**What is being asked**
Look for the word "pipe" in the entries and copy every line where it shows up.
(Data listing)
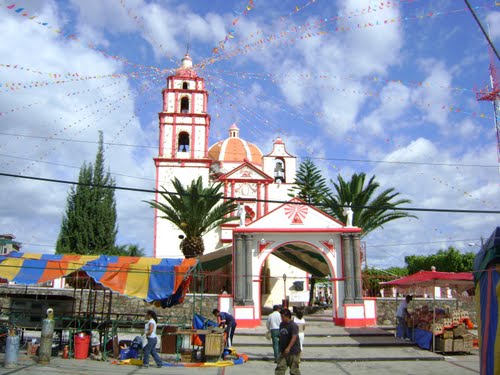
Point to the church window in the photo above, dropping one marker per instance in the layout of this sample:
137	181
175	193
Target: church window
185	105
183	144
279	170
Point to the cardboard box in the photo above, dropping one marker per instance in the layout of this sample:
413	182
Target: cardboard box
458	345
32	348
444	345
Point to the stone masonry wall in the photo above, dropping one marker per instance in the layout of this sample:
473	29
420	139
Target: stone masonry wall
387	307
77	302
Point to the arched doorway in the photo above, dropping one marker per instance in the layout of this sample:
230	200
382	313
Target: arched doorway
286	270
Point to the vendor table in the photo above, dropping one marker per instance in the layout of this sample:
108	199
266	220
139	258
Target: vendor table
182	333
421	337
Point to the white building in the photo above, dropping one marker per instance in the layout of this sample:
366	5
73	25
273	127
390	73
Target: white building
304	240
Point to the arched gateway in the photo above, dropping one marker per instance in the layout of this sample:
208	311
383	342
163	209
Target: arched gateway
292	235
310	240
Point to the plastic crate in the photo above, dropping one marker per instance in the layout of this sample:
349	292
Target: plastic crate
444	345
458	345
214	344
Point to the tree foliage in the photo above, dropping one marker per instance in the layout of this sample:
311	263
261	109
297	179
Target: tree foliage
195	210
370	211
131	250
89	223
372	277
309	184
450	260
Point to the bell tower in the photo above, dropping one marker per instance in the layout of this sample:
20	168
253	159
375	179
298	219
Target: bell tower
183	145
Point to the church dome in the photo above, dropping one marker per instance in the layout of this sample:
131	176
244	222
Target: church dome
235	150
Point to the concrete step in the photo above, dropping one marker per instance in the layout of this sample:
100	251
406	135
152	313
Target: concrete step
345	354
331	341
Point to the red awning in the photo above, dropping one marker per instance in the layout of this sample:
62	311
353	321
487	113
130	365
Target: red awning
434	278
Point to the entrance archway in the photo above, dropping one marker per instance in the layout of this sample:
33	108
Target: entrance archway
286	279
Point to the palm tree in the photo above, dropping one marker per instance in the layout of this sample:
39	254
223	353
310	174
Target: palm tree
370	212
309	184
195	210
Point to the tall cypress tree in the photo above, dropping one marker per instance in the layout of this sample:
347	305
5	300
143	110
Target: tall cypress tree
89	223
309	184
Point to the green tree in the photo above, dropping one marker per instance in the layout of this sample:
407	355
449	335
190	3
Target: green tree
131	250
370	211
89	223
195	210
450	260
372	277
309	184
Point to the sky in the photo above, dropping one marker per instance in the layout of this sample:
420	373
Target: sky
386	88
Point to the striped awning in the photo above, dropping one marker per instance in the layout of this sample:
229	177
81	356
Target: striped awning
151	279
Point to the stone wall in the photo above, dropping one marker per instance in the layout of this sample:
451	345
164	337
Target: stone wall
387	307
71	302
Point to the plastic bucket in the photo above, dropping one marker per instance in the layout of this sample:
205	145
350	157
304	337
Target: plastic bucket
128	353
82	346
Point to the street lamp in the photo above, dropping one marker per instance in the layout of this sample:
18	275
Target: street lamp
476	244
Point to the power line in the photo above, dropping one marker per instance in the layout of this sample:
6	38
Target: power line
300	157
482	29
419	243
302	203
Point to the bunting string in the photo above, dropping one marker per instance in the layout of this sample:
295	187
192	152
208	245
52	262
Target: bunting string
73	37
230	34
318	29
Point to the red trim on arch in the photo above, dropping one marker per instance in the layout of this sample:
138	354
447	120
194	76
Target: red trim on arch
297	230
157	183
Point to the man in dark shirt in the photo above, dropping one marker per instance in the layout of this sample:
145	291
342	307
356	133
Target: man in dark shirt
227	321
289	345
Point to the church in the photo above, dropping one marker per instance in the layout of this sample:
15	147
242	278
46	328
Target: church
279	242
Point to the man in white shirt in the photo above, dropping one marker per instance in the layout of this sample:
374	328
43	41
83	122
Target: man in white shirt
401	315
273	326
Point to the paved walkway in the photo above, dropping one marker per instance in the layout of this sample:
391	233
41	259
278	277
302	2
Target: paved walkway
335	349
451	366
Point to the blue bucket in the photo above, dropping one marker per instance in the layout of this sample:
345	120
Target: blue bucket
128	353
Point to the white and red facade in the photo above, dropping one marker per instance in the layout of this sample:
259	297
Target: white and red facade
272	221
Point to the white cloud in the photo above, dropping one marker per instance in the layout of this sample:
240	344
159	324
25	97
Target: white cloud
34	209
433	96
493	22
394	100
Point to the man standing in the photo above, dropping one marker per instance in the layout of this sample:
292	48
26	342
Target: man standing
227	321
401	315
273	326
289	345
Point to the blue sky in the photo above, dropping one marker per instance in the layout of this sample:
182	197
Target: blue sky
385	88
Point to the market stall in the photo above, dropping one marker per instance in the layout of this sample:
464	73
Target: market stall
487	278
152	279
431	327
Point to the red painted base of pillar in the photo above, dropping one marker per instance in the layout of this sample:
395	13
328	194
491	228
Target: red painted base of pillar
245	317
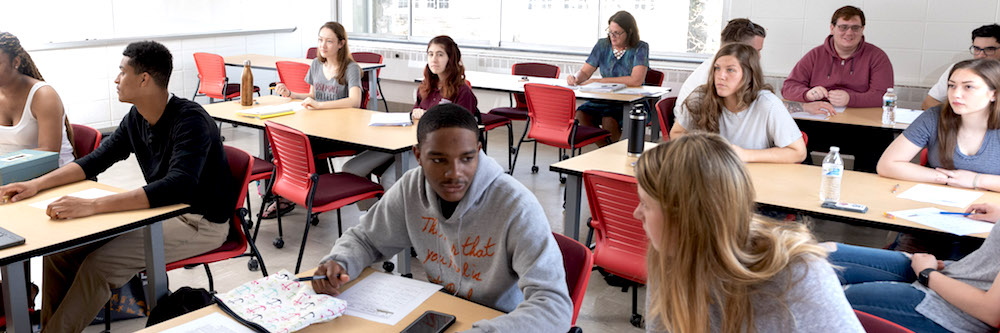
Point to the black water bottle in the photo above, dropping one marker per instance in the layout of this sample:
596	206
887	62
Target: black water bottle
637	125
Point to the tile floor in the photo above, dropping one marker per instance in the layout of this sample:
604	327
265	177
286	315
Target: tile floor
605	308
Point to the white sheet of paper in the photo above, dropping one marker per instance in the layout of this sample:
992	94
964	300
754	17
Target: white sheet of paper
932	217
92	193
907	116
386	298
941	195
212	323
390	119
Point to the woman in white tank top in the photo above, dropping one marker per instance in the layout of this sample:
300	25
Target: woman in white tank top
31	113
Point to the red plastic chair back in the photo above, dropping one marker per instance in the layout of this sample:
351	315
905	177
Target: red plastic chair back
665	114
532	69
293	75
874	324
620	239
212	73
578	261
85	139
293	161
552	110
240	168
653	78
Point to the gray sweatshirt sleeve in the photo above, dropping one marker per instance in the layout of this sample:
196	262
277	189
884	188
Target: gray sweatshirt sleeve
381	233
536	258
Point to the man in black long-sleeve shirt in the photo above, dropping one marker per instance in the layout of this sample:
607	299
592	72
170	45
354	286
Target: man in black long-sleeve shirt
180	153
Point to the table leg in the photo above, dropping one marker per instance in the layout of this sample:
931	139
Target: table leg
156	269
373	90
626	125
571	224
15	297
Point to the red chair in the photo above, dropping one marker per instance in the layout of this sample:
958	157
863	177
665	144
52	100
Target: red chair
296	180
665	113
85	139
212	80
578	262
874	324
293	75
621	242
653	78
237	242
372	58
519	104
552	110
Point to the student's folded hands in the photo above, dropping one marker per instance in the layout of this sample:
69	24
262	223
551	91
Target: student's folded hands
336	277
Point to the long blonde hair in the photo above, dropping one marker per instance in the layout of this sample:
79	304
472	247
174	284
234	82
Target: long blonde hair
720	251
705	104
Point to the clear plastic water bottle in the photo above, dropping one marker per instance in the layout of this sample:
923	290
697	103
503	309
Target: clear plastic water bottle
889	107
833	172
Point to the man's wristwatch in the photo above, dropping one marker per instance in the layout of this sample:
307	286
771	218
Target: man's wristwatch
924	276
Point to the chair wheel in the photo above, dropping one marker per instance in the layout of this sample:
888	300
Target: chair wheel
253	265
636	320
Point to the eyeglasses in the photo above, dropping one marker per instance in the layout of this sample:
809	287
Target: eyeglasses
989	50
855	28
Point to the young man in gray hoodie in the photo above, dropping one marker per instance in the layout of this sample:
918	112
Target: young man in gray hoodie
477	231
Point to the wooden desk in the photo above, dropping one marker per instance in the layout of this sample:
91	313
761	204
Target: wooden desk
466	313
789	186
512	83
46	236
346	126
260	61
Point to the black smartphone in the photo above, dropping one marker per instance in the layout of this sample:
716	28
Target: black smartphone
430	322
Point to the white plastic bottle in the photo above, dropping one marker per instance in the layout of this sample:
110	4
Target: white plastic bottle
889	107
833	172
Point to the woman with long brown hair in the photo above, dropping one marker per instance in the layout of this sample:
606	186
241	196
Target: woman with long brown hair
31	112
737	104
714	266
334	78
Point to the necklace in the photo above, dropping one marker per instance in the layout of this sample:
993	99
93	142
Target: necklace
618	53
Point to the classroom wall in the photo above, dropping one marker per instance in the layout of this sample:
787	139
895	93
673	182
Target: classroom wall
921	37
84	77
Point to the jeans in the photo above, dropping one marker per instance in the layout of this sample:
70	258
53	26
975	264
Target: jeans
878	282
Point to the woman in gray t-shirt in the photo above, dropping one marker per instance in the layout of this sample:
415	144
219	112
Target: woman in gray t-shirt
334	78
739	106
962	136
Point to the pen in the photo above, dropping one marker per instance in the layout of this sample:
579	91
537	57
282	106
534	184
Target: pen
315	277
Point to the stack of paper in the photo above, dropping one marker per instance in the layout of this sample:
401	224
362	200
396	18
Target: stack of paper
264	112
602	87
955	224
390	119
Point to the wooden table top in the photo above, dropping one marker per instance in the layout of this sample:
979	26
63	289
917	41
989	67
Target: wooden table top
44	235
268	62
513	83
871	117
343	125
794	186
466	313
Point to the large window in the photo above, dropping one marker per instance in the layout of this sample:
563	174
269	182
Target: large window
670	27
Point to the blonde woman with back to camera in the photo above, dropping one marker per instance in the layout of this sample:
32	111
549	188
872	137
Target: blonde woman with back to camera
716	267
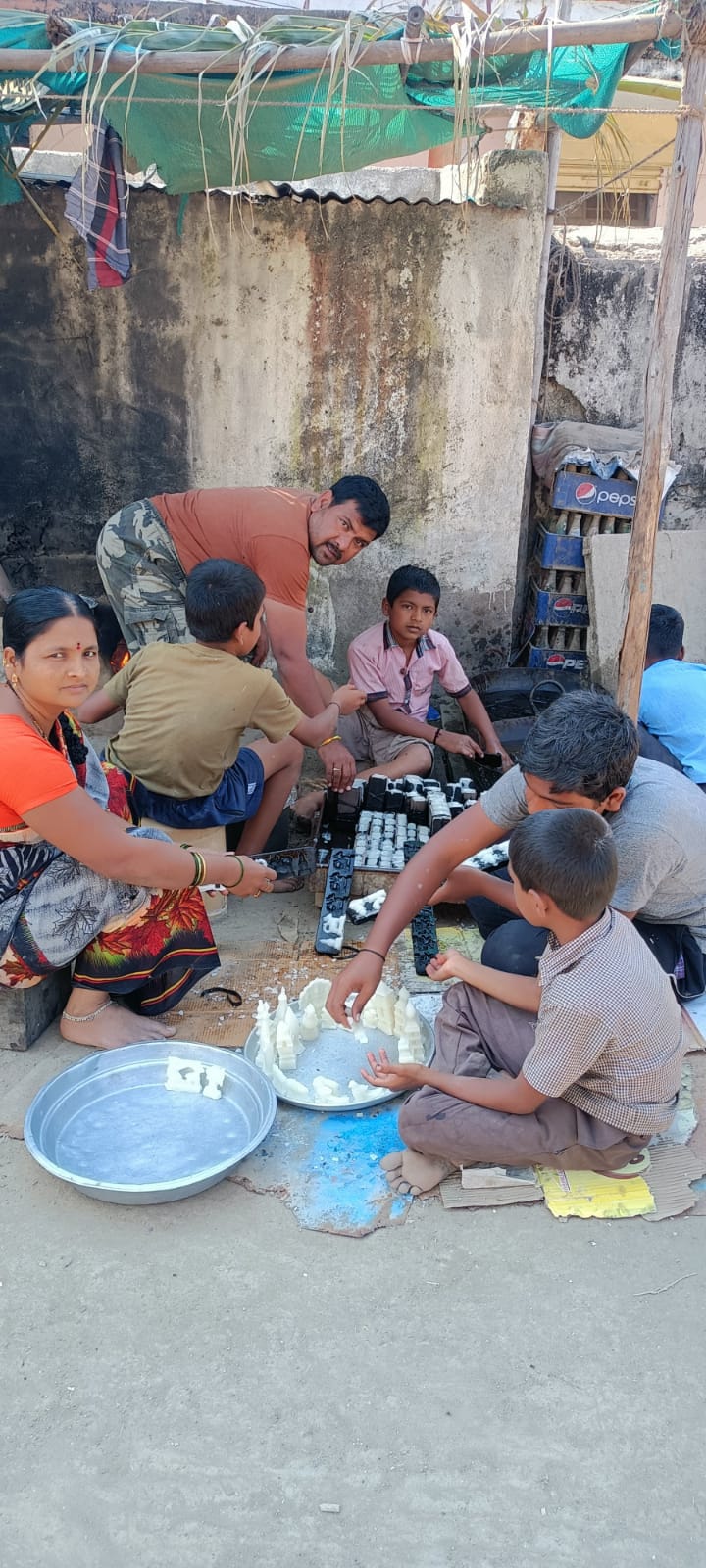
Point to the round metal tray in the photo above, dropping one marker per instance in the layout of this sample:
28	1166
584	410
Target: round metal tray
337	1054
112	1128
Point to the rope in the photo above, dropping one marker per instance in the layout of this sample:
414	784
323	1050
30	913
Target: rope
408	109
614	179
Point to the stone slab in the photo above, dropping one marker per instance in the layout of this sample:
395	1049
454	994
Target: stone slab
27	1013
680	579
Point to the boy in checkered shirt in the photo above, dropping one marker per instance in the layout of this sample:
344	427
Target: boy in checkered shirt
577	1068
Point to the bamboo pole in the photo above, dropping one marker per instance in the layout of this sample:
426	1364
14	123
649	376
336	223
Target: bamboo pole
661	363
553	157
386	52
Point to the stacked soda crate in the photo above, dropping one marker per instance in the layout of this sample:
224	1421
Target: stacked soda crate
582	504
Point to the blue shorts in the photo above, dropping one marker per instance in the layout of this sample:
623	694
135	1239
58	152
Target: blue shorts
235	800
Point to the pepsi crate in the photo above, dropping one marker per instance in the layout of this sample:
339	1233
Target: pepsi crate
546	608
554	659
564	580
612	498
559	551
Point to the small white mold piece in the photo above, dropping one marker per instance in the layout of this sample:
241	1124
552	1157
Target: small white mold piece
314	995
384	1007
281	1007
294	1026
366	908
327	1092
310	1023
405	1054
358	1032
361	1092
266	1045
400	1010
286	1086
369	1016
413	1032
193	1078
286	1048
491	858
184	1074
214	1082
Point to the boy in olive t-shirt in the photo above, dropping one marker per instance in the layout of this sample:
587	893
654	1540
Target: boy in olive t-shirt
188	703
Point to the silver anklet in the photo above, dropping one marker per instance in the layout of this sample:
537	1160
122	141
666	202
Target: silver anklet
86	1018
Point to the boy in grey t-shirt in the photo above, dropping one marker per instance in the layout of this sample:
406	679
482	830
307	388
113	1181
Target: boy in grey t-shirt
580	752
580	749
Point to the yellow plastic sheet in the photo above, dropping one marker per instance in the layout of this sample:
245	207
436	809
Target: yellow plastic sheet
588	1197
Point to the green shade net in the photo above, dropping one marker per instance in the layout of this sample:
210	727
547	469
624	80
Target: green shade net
292	125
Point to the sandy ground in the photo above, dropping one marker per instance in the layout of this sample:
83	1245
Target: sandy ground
182	1387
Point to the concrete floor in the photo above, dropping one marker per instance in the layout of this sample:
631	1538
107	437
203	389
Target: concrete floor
182	1387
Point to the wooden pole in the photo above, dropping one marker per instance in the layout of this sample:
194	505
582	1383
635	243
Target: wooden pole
388	52
553	156
661	361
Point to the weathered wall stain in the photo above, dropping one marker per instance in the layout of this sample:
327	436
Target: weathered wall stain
300	344
596	360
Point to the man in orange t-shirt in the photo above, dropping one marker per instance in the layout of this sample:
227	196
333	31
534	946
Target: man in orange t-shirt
146	549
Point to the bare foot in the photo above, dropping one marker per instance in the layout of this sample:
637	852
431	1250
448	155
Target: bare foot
110	1029
415	1173
308	805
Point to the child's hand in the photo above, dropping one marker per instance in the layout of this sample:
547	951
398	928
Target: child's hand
389	1074
460	745
349	698
451	966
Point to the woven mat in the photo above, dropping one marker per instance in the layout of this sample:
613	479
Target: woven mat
256	971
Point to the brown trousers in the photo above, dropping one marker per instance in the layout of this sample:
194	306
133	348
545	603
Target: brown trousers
476	1037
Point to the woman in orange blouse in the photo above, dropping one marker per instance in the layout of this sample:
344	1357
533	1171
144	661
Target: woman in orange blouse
77	883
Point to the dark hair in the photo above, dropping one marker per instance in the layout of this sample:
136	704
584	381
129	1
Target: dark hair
582	745
31	611
371	501
27	615
220	598
415	577
666	637
570	857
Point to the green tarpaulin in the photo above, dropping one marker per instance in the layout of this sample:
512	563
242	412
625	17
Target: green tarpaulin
282	125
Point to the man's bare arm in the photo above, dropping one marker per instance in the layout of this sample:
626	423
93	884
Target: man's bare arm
286	629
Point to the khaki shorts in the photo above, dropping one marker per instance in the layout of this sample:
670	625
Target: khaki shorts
369	742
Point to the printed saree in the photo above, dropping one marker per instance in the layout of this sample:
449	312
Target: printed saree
146	946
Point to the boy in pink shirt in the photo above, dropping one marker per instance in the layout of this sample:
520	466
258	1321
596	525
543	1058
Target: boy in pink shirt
396	663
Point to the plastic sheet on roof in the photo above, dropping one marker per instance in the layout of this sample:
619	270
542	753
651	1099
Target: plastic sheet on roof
208	132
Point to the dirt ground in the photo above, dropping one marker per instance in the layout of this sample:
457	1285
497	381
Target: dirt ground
184	1387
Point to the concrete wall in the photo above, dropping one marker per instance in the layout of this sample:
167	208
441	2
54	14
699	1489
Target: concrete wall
292	342
598	347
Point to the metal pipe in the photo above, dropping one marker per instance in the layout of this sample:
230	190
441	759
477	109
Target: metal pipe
(End Data listing)
**Written answer**
Point to the metal pipe in the photo above, dropping one marker per instance in the layout of this sample:
Target: metal pipe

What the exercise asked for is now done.